» EXERCISE DESCRIPTION:
Reproduce every item below word for word, leaving the pictures out of your copy.

* Begin *

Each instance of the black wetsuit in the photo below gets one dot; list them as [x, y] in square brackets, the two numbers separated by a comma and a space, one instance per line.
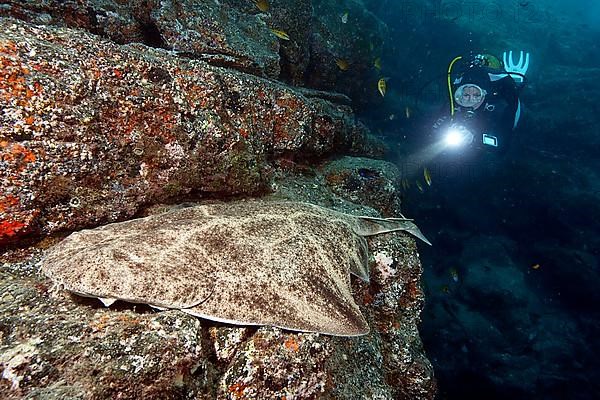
[494, 117]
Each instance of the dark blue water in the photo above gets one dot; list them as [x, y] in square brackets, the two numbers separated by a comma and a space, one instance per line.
[512, 279]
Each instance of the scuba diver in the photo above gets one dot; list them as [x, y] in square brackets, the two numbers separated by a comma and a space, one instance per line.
[484, 102]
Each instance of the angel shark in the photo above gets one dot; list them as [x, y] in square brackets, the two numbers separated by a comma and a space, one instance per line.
[278, 263]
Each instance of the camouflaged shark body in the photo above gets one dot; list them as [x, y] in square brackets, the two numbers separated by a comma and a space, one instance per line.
[278, 263]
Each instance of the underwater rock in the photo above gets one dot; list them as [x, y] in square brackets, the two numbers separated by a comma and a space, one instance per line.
[236, 34]
[93, 130]
[54, 347]
[221, 34]
[366, 181]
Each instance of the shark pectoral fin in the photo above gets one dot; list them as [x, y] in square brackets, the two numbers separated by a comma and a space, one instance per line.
[375, 226]
[107, 301]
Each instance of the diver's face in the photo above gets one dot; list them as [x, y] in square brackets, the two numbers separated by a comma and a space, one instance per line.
[471, 97]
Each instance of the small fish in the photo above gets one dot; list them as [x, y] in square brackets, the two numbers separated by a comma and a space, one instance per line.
[280, 34]
[381, 86]
[419, 186]
[342, 64]
[405, 184]
[427, 176]
[377, 63]
[263, 5]
[454, 274]
[344, 17]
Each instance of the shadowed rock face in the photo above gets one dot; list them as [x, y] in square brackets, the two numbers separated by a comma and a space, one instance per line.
[284, 264]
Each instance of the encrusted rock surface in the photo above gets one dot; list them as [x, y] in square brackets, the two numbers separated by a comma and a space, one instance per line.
[92, 130]
[96, 130]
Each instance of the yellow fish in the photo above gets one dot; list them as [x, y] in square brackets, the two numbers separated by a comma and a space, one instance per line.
[405, 184]
[280, 34]
[419, 186]
[263, 5]
[381, 86]
[377, 63]
[427, 176]
[342, 64]
[345, 17]
[454, 274]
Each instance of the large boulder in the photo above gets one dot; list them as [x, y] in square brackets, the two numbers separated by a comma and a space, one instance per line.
[92, 130]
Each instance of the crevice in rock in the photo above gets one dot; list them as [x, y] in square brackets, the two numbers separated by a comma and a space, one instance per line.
[152, 36]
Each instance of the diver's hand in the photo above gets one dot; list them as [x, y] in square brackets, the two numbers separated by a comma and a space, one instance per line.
[518, 70]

* End *

» EXERCISE ANSWER:
Each instance of the black wetsuit in the photo below gets one dot; list them as [x, y] in square brackets, the two numbers separated by a comma and a space, one instance per line.
[494, 117]
Each instance of the dark blue water in the photo above gets one dot; list them as [x, y] in square brackets, the two numbers separated by a comma and a space, one instance per line.
[512, 279]
Each instance of the scuba diver in the photo above gets one dot; list them as [x, y] in square brackets, the two numbers separated by a comma and a space, one instance per line.
[484, 102]
Each instance of the angel shark in the photo above gets one dot; list them as [x, y] in square brackets, the two numbers separated by a comma and a space, one instance per line.
[278, 263]
Each instance of the camouflaged shark body in the photo above gets one dot; list them as [x, y] in square brackets, the two numbers separated by a comma and a space, one instance per line.
[278, 263]
Each instance of the underwater rock in the photo above gets one dot; list them as [x, y] in square brackets, the two numbers separated by a comma and a space, one instance per line.
[236, 34]
[93, 130]
[54, 347]
[221, 34]
[366, 181]
Each instance of the shark pectoral fin in the photo above gets one dot; list them as [x, y] in square brackets, the two numbers separated by a comma and a space, one instance per line.
[375, 226]
[107, 301]
Each instance of the diver's face in the photo above gets one dot; list them as [x, y] in square brackets, the two numbers separated by a comma and a space, one instance per line.
[471, 97]
Each instance of the small fish in the photo above gets one dot; list them as [x, y] in square brackets, the two numbers separated by a comma and a space, one instance per line.
[280, 34]
[381, 86]
[419, 186]
[342, 64]
[405, 184]
[427, 176]
[377, 63]
[263, 5]
[454, 274]
[344, 17]
Each instance of the shadowed rock face in the photo above gets one dot; list them as [x, y] in square brackets, the two numbers separated by a comma and a space, one instance per line.
[284, 264]
Each instance of the encrusted rock surface in the photo above gets one dot; list them as [x, y] in square brackets, the two numbers separated by a comma and a space, one instance per line.
[92, 130]
[96, 130]
Each instance of the yellow fish in the photo above gets one dot; list them as [x, y] in square brackets, the two numbers separated by a comma and a space, one instance per line.
[405, 184]
[280, 34]
[419, 186]
[263, 5]
[381, 86]
[377, 63]
[427, 176]
[342, 64]
[345, 17]
[454, 274]
Each instance of the large boulder in the photo above gets one dot; list them as [x, y] in square brackets, the two numbers separated by a comma and a space, one instance per line.
[92, 130]
Each instance of the crevice in rock in the photo above gets one dot; list them as [x, y] in square brackets, the two numbers separated by a comma and a space, one instance per line.
[152, 36]
Each instance of the diver's hand in the photo above gets one dot; list them as [x, y] in square brackets, the two numbers separated by a comma and a space, one instance per line.
[518, 70]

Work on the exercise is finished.